_AVAILABLE DATA_.
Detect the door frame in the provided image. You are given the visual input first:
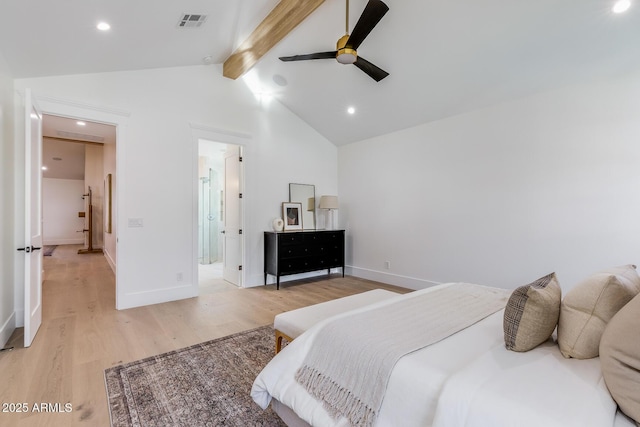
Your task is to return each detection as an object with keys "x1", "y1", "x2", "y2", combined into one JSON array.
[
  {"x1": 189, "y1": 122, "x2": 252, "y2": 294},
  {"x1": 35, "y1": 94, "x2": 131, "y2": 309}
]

_EXERCISE AIM_.
Rewrite every line of the records above as a Markdown table with two columns, Row and Line, numbering each row and omitting blank lines. Leave the pictures out of the table.

_WORKED ANSWER_.
| Row | Line |
|---|---|
| 1 | Detect the door frame in the provided image. You are given the visual input first: |
| 2 | Your task is to return each detection as an object with keys "x1", "y1", "x2", "y2", combined into one JSON array. |
| 3 | [ |
| 4 |   {"x1": 189, "y1": 122, "x2": 252, "y2": 294}, |
| 5 |   {"x1": 35, "y1": 94, "x2": 131, "y2": 309} |
| 6 | ] |